_RECORDS SUPPLIED_:
• • • • •
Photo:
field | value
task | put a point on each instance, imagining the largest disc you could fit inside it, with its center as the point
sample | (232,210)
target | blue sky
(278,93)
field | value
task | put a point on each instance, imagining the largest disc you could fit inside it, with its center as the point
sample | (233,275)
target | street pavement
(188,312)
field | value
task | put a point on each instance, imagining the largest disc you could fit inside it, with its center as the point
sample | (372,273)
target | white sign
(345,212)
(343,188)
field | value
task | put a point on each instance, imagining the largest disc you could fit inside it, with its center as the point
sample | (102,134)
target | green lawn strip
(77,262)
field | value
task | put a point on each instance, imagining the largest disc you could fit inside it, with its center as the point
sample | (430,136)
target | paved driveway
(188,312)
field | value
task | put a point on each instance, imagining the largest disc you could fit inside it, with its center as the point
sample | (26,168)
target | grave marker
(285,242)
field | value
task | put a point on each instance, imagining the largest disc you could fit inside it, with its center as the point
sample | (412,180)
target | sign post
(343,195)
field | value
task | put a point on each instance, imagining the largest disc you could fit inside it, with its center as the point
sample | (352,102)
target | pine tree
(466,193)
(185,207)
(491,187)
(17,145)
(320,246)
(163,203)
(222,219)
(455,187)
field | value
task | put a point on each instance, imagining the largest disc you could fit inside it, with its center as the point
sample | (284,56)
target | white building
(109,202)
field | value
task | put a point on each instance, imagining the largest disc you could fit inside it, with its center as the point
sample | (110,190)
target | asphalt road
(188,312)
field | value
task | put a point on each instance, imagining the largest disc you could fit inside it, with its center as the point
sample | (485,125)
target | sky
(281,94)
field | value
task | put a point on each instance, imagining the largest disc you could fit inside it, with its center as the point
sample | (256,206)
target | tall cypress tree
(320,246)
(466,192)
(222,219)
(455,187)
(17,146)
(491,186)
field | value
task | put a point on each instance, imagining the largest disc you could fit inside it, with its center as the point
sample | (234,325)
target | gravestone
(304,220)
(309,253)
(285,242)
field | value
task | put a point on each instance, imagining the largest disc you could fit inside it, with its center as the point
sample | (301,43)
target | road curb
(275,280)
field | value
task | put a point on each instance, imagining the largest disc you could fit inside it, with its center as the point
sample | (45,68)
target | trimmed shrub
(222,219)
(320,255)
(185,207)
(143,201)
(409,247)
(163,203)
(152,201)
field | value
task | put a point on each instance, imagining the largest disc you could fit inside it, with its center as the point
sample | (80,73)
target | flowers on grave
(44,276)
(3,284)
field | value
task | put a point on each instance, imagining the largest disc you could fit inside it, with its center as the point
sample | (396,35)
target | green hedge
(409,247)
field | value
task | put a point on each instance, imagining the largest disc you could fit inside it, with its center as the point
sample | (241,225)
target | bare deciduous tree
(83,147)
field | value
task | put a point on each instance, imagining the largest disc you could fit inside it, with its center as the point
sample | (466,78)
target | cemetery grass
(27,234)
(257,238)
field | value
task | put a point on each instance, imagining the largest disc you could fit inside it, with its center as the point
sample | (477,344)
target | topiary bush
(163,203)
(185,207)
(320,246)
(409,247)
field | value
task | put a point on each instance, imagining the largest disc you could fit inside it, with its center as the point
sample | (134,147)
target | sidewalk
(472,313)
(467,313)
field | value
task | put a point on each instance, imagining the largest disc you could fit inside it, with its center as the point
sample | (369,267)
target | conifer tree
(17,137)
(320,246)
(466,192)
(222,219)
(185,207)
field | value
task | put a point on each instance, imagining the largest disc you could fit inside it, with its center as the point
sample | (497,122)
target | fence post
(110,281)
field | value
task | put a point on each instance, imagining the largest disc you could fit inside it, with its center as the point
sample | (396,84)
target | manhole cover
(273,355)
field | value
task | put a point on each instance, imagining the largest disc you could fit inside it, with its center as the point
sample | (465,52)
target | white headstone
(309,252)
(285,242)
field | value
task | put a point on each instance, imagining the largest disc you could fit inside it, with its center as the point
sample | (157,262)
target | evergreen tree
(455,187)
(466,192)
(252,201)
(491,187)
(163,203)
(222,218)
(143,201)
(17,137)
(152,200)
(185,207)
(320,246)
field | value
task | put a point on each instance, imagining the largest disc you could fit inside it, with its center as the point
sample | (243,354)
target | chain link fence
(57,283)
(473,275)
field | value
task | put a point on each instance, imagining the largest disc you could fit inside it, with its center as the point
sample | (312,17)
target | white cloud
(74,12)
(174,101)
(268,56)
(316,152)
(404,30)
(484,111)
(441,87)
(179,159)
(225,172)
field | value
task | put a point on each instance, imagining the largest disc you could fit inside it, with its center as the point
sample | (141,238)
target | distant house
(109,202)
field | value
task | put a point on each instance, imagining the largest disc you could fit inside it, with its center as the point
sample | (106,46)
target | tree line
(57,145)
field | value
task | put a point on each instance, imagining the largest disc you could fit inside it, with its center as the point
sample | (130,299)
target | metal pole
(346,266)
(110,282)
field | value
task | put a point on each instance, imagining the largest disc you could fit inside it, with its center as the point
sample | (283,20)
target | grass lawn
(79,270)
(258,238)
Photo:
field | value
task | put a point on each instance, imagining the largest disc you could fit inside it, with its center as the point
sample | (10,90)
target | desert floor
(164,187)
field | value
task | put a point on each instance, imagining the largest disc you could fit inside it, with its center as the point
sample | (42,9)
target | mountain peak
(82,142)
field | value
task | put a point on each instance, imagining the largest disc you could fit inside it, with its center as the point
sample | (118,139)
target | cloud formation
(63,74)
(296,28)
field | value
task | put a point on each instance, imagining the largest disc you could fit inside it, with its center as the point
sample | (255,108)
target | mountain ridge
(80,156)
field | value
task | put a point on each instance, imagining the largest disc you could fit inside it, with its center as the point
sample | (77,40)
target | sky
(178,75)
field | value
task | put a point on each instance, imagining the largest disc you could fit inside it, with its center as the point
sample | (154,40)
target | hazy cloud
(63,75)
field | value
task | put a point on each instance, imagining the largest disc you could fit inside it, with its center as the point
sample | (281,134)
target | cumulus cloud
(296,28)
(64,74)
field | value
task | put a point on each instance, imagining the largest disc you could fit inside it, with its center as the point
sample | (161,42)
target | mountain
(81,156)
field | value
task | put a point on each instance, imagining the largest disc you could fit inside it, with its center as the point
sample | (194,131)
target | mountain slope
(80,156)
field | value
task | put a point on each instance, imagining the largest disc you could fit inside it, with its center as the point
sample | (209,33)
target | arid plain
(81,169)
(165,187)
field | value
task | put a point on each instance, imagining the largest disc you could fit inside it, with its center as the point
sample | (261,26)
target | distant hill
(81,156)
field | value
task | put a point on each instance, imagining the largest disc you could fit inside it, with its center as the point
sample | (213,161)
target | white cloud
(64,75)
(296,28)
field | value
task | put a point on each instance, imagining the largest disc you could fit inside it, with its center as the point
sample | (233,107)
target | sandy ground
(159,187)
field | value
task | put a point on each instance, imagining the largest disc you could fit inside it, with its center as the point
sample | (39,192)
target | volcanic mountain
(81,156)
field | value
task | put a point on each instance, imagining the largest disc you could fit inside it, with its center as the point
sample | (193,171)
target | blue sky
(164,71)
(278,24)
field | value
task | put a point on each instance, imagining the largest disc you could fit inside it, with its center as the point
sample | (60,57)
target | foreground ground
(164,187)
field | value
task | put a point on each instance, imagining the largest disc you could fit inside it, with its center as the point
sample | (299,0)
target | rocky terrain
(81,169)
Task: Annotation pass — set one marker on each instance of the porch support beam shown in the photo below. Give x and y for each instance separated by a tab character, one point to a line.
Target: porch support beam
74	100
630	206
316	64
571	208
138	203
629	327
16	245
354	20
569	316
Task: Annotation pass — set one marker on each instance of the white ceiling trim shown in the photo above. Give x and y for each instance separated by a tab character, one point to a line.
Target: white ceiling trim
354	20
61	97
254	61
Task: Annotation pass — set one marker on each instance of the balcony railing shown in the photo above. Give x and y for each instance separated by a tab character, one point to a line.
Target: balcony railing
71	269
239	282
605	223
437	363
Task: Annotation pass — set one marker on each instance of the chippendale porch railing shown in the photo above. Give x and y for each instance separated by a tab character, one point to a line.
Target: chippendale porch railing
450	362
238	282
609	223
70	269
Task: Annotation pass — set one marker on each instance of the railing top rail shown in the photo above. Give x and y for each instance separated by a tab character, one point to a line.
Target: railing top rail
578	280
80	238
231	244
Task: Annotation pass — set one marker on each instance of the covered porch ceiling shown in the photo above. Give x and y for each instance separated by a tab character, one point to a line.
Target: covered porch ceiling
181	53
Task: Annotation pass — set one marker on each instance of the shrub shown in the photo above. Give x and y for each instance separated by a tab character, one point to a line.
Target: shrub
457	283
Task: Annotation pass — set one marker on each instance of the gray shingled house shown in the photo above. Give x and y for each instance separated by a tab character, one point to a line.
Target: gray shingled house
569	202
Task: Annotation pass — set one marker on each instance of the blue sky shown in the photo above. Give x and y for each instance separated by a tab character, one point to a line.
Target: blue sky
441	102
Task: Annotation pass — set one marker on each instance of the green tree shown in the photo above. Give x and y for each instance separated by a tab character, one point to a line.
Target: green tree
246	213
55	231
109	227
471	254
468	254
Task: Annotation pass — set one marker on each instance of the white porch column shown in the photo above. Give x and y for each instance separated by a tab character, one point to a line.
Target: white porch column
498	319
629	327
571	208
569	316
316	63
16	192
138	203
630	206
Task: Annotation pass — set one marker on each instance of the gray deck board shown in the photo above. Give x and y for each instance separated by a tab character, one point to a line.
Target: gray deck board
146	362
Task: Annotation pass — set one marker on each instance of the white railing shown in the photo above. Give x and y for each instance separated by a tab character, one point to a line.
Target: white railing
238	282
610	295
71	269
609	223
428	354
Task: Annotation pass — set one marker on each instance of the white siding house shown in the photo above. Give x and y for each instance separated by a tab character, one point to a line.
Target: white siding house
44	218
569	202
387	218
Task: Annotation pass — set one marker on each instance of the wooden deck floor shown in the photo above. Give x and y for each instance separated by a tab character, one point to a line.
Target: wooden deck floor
• • • • •
_TASK TO COMPLETE_:
Lines with the word "wooden" in them should be copied from the preceding records.

_TASK RESULT_:
Task: Annotation pass — set one marker on each instance of the wooden deck floor shown in the photo above. Give x and y for each instance separated by a tab character, one point to a line.
Target: wooden deck floor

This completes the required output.